◆ Data extracts
▽
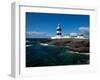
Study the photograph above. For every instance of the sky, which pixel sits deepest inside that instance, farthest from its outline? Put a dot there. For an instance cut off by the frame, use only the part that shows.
(45, 23)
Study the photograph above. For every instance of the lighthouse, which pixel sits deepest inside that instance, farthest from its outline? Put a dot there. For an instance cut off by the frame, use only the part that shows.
(58, 31)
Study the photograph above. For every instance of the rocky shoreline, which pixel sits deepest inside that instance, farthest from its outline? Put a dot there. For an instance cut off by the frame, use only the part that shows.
(74, 45)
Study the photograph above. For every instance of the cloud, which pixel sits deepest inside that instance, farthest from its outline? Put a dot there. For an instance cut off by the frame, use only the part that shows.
(83, 28)
(36, 35)
(73, 34)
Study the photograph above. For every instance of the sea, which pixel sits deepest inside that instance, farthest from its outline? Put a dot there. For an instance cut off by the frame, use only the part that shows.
(39, 54)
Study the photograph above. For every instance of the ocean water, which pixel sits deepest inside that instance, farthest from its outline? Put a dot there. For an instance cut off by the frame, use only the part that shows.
(40, 55)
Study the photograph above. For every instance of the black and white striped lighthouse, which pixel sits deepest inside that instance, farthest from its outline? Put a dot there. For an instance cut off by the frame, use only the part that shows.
(58, 31)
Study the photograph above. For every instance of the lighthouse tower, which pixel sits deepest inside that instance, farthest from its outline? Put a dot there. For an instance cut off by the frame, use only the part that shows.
(58, 31)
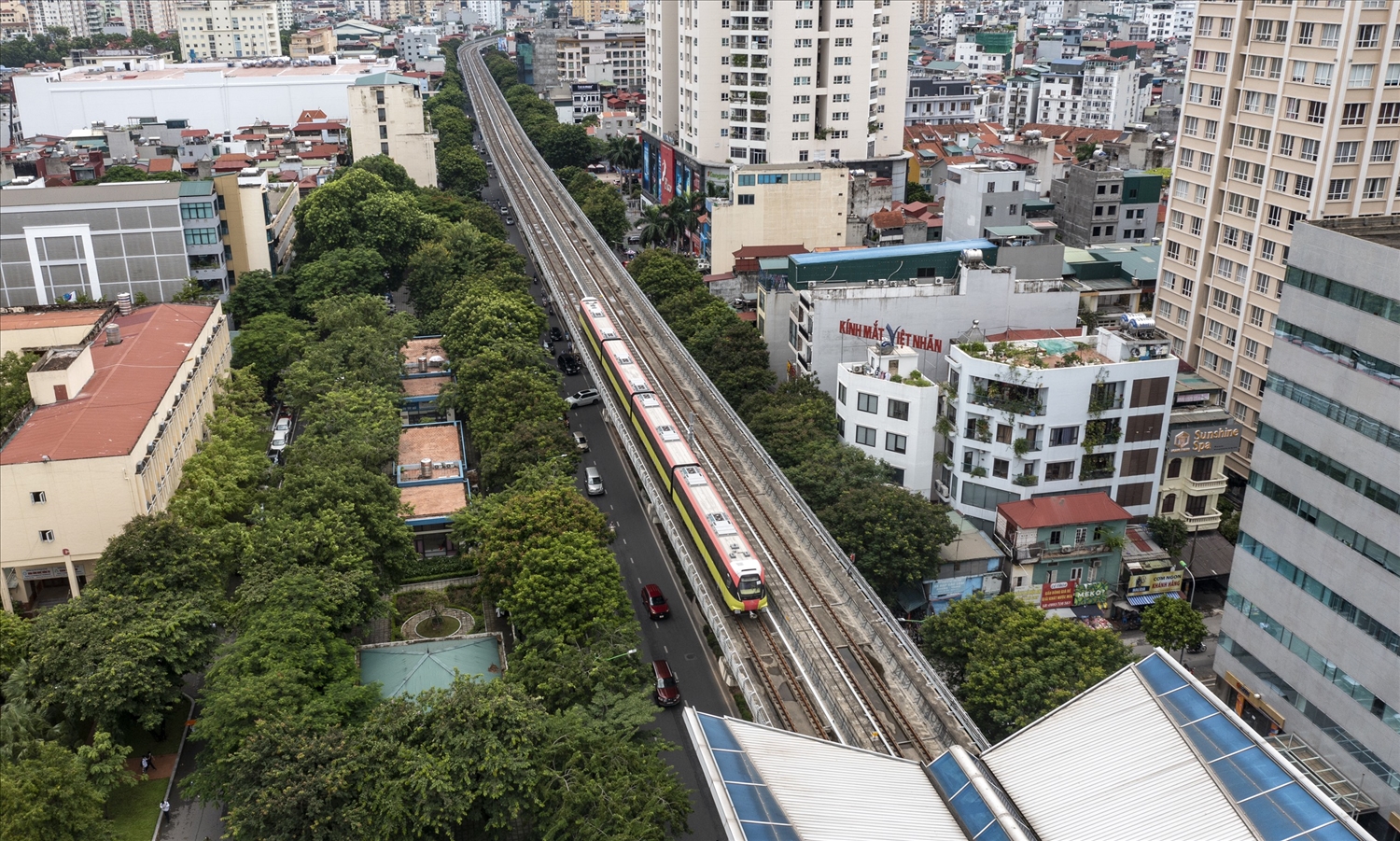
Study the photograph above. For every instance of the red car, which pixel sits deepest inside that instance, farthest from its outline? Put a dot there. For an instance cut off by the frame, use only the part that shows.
(655, 602)
(666, 693)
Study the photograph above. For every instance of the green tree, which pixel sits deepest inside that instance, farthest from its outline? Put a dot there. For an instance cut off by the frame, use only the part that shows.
(269, 343)
(259, 293)
(1169, 533)
(52, 793)
(462, 171)
(355, 424)
(1172, 624)
(118, 658)
(916, 192)
(1016, 664)
(568, 146)
(122, 173)
(342, 272)
(394, 175)
(895, 535)
(14, 384)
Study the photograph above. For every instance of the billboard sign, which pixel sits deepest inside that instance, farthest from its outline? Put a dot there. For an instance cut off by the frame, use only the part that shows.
(1058, 594)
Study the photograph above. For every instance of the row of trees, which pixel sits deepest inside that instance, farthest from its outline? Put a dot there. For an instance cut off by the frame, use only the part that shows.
(53, 47)
(893, 535)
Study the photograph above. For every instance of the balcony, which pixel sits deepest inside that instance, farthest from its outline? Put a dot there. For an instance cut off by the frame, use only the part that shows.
(1209, 485)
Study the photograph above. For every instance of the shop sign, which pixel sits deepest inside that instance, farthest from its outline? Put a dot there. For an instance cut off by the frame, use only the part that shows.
(1211, 438)
(890, 335)
(42, 572)
(1058, 594)
(1155, 582)
(1094, 592)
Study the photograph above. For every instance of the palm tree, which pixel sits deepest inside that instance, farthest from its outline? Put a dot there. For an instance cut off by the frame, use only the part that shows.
(657, 229)
(685, 209)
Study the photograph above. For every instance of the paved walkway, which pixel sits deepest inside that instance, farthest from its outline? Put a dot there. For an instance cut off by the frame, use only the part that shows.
(189, 819)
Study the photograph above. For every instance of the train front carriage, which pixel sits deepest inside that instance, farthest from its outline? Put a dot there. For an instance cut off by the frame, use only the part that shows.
(728, 554)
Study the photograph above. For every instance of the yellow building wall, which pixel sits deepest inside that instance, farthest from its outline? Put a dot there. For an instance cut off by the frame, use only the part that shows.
(89, 501)
(809, 213)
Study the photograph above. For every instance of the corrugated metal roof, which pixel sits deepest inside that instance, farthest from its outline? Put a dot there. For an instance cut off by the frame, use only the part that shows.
(833, 792)
(1103, 746)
△
◆ Goal of the exercise
Return all the records exactly, excluding images.

◆ Task response
Study the photograph above. For every instance of the sky, which pixel sits deepest inside that instance, farthest from its outline? Put a dot there. For an instance cut off by the frame, use only the part that shows.
(45, 23)
Study the photograph above. For every instance of the lighthouse, which pixel sits deepest inside that instance, farthest from its outline? Put a dot there. For an instance cut off by the frame, use only the part that shows.
(58, 31)
Study the photograph above. For every instance of the rocky shoreline, which pixel sits deepest inside that instance, farthest from its outline? Put a dot there. For an instance cut off by the frame, use only the part that shows.
(74, 45)
Study the photograph above. For every instance of the cloud, which pixel sits deepest inside that instance, farthest from its outline? Put a dot there. For an instance cut off by the frame, use only the part that shows.
(83, 28)
(36, 35)
(73, 34)
Study the photograph above. For every instance of the sea, which pixel sits deepest inside that instance, farthest from its outline? Put a dot there. For an instance cut off by the frame, use only the part that shows.
(39, 54)
Study the photograph above. For every instance of the ocean water, which pixel sits deepest inside that instance, farthest from its outline? Put a dot there. For an instance cut off by the frame, use only the part that shows.
(40, 55)
Study the photograph above. For every instance of the black and white striped lighthouse, which pixel sits deepest inside that instance, farthest from its outline? Put a dot there. For an instance cut off by the frame, use only the part that shows.
(58, 31)
Study the photograph above. For every instance of the lighthouse tower, which pixel sits deepest inside that instance, farthest from its outline? Put a dot there. For an instance cut off by the frame, use only the part that shows.
(58, 31)
Study the photograph above. For every instance of the red car, which pixel sits deepest inside that instance, farthest from its outline? Put a dot there. For an instance cut off by the frame, use only the part that shows.
(655, 602)
(666, 693)
Study the photograph above. For every instance of the green tree, which pixel sits deepest inside that instance, farthest from its outline? Put a dot there. For an instance cut off by the frame, use only the part that shows.
(269, 343)
(259, 293)
(1169, 533)
(52, 793)
(462, 171)
(355, 424)
(1172, 624)
(118, 658)
(916, 192)
(1016, 664)
(568, 146)
(122, 173)
(342, 272)
(394, 175)
(895, 535)
(14, 384)
Study the photograph above. For every instance of the billboard sign, which pixel sits deepest inside that instance, farthest from its outline? Put a dot there. For an instance cut off by the frame, use only the part that shows.
(1058, 594)
Study the photograph above. For every instance of the row of trees, which pixel sits deepest inside that instance, farthest from its outline? Put a dot there. For an instance cut off by the frame, use only the part that shows.
(53, 47)
(893, 535)
Study the photograph above. For every instance of the balcony, which pixel sits deepest inside that instance, farthest from its outline? Put a dot there. For an instance cut off by the frame, use only the part that shows.
(1209, 485)
Study the photograph above. For every instance of the shop sign, which pixel sits deepest inside that instance, farthest from its outline? Put a dot there. For an instance cut off by the frame, use only the part that shows.
(1211, 438)
(890, 335)
(42, 572)
(1058, 594)
(1155, 582)
(1094, 592)
Study the photograph above. For every instance of the palm tree, which pixel sits deepest inside that instance, farthest from its outline? Put a dot there. For an instance cut off by the frame, use only the part that shows.
(657, 229)
(685, 209)
Study the photograph above. For every instance of the paved walkway, which pixel sits deepest inside that instance, farthest from its outline? Put a dot there. For an instance cut off by the frame, use only the part that shows.
(189, 819)
Study the photograph above. For every instance of the train front carriage, which pixel sits deepest inside that instance, farthest from its outline? Put a dot there. For an instance cut off by the frame, use only the part that shows.
(728, 554)
Study the photograph above. For every instance of the yellow building wall, which pixel sits deepest inside that instance, farthest from its outline? Put a dot there. For an instance cut off by the frame, use only the part that shows.
(89, 501)
(809, 213)
Study the photograph above. For every instance of the corrugated metal roof, which pixel sits deepest inside that instance, farthest from its outline? Put a dot there. For an instance cut off by the frame, use only the part that shows.
(833, 792)
(1103, 746)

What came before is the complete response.